Extracted records
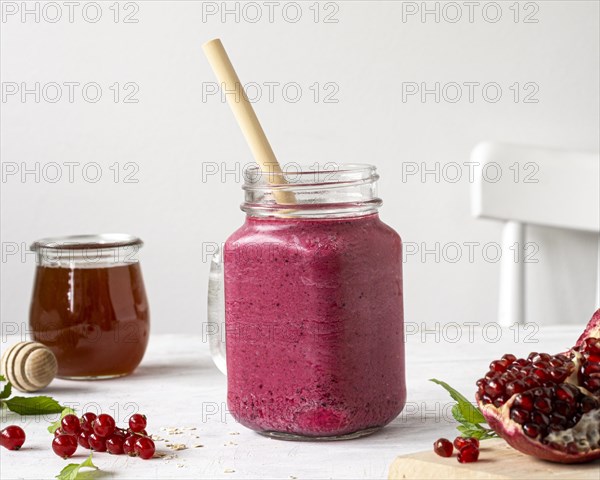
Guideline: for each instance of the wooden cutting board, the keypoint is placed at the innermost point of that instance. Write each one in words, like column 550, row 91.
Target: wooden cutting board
column 496, row 461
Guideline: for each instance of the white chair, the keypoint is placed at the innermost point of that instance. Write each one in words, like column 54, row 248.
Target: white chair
column 532, row 185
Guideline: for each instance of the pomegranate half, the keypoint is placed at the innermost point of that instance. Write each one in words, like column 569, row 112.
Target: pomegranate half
column 547, row 405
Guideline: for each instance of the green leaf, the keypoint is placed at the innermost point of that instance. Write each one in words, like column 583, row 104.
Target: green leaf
column 54, row 425
column 6, row 391
column 33, row 405
column 72, row 470
column 468, row 411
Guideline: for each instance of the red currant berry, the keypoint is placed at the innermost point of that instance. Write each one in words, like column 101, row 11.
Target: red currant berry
column 64, row 445
column 468, row 454
column 86, row 421
column 137, row 422
column 129, row 445
column 12, row 437
column 84, row 440
column 97, row 443
column 460, row 442
column 70, row 424
column 104, row 425
column 144, row 447
column 114, row 444
column 443, row 447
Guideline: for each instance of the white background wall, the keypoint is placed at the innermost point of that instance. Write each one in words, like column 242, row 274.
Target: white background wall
column 172, row 133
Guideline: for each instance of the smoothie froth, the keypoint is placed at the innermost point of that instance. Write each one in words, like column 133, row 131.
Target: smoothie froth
column 314, row 314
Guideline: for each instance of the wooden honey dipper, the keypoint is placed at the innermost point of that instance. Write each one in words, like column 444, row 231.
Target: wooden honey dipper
column 28, row 366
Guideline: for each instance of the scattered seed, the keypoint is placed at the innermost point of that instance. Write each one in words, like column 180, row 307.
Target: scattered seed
column 176, row 446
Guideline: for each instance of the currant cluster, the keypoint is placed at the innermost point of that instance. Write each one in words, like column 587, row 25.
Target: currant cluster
column 101, row 434
column 468, row 448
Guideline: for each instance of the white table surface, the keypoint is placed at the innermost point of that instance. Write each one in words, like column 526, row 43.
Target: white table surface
column 178, row 386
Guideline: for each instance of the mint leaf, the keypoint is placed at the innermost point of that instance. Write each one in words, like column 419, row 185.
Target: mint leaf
column 72, row 470
column 468, row 412
column 54, row 425
column 6, row 391
column 33, row 405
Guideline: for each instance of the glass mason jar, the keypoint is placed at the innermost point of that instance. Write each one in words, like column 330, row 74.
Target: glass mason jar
column 312, row 307
column 89, row 304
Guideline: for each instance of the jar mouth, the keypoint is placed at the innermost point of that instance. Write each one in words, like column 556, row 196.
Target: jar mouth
column 87, row 251
column 87, row 241
column 296, row 176
column 312, row 191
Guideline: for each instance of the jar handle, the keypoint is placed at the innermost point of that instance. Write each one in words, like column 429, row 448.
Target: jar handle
column 216, row 311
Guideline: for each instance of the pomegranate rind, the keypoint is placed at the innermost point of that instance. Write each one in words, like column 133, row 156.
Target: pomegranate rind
column 499, row 420
column 592, row 330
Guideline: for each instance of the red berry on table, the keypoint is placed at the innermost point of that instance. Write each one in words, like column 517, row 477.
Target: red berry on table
column 144, row 447
column 114, row 444
column 70, row 424
column 468, row 454
column 460, row 442
column 83, row 439
column 64, row 445
column 104, row 425
column 12, row 437
column 86, row 422
column 97, row 443
column 443, row 447
column 129, row 445
column 137, row 422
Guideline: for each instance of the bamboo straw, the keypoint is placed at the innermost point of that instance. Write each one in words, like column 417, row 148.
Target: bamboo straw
column 246, row 117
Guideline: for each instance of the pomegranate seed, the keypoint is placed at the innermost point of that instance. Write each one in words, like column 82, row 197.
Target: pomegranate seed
column 12, row 437
column 443, row 447
column 519, row 415
column 468, row 454
column 494, row 388
column 543, row 404
column 104, row 425
column 593, row 384
column 517, row 386
column 567, row 392
column 70, row 424
column 540, row 419
column 64, row 445
column 531, row 430
column 144, row 447
column 97, row 443
column 588, row 404
column 114, row 444
column 524, row 401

> _Task to complete_
Pictures aside, return all the entries above exactly.

> _Result below_
Guideline: for each instance of the wooden cutting board, the keypoint is placed at the innermost point of that instance. Write each one in words, like column 550, row 91.
Target: wooden cutting board
column 496, row 461
Guideline: for each instance of the white chair, the keypoint is placed at the innermost point of that instance. Write each one in words, like column 54, row 248.
Target: white chair
column 532, row 185
Guideline: for each instance of the pomegranate half, the keypoint is placed at the innermost point of that instance. Write each one in words, like column 569, row 112.
Target: pomegranate half
column 547, row 405
Guideline: for each instance of the green leaf, the keypoint is placed at the innermost point of that instance. Write each one in words, like column 583, row 104.
Target: green leaf
column 54, row 425
column 6, row 391
column 33, row 405
column 72, row 470
column 468, row 411
Guideline: for each instance of the red currant berry, the keypoint is placed at the innermost point of that instance. Write each one in words, like column 101, row 11.
Target: red currant berry
column 64, row 445
column 468, row 454
column 86, row 421
column 137, row 422
column 129, row 445
column 12, row 437
column 84, row 440
column 97, row 443
column 460, row 442
column 70, row 424
column 104, row 425
column 144, row 447
column 114, row 444
column 443, row 447
Guideline: for each instance of the white background wall, the keypoint is placed at the innermost point of that instance. Write each one in words, like column 242, row 274.
Target: white background wall
column 172, row 133
Guideline: for each instance of the smoothie froth, the keypoint is placed at the innermost point of that instance. Write each one in words, like column 133, row 131.
Target: smoothie froth
column 314, row 314
Guideline: for each instance of the wooden honey dipper, the keypoint is placed at the innermost point of that instance. Write each one in words, like column 444, row 231.
Target: wooden honey dipper
column 28, row 366
Guideline: for each instance of the scattered seed, the keypoint is placed at the innermost point of that instance. Write each one in words, like column 180, row 307.
Target: scattered seed
column 176, row 446
Guideline: for each instance of the currant cluster, the keypoint is placed at the innermost point of that instance. Write each one in words, like column 587, row 25.
Target: currant cluster
column 101, row 434
column 468, row 448
Guideline: for each instance of the white table surface, the keypoint is placed at the innermost point of that instance. Write each one in words, like column 526, row 43.
Target: white table surface
column 178, row 386
Guideline: for each instance of the mint leaf, the keypoint is placed at the innermost point of that instance. Write each one in words, like column 419, row 185.
Target: mint leaf
column 72, row 470
column 468, row 412
column 54, row 425
column 6, row 391
column 33, row 405
Guideline: for each instance of the glass mason jar, the keypoint is placed at the innermost point of that instance. Write each one in words, like column 330, row 74.
Target: glass mason jar
column 312, row 307
column 89, row 304
Guideline: for each instance of the jar mouth, the keypoint is placed at the innermost point of that instance. Write each one in words, like column 556, row 196.
Target: jar mouth
column 87, row 251
column 87, row 241
column 296, row 176
column 312, row 191
Guideline: for each instance of the jar handle, the keypoint is placed at the innermost point of that instance. Write each one in words, like column 429, row 448.
Target: jar handle
column 216, row 311
Guideline: for each instance of the pomegranate rind, the keypoint is placed at the innermost point of that instance. Write each one in words, like column 133, row 156.
Target: pomegranate rind
column 499, row 420
column 592, row 330
Guideline: for each instance of the red berry on table, the keypoint is placed at the innermost point of that instance. Write each one in words, like column 517, row 477.
Target: red berry on table
column 144, row 447
column 114, row 444
column 70, row 424
column 468, row 454
column 460, row 442
column 83, row 439
column 64, row 445
column 104, row 425
column 12, row 437
column 86, row 422
column 97, row 443
column 443, row 447
column 129, row 445
column 137, row 422
Guideline: for each instance of the bamboo straw, the keypoint is placed at the innermost point of that instance. Write each one in words, like column 417, row 148.
Target: bamboo straw
column 246, row 117
Guideline: for each instance of the pomegranate seed, the keypoint is placed at the innermost point of that instance. Write each one in words, like column 82, row 197.
Target: pomegranate seed
column 12, row 437
column 443, row 447
column 519, row 415
column 468, row 454
column 494, row 388
column 543, row 404
column 104, row 425
column 593, row 384
column 517, row 386
column 567, row 392
column 70, row 424
column 540, row 419
column 64, row 445
column 531, row 430
column 144, row 447
column 97, row 443
column 588, row 404
column 114, row 444
column 524, row 401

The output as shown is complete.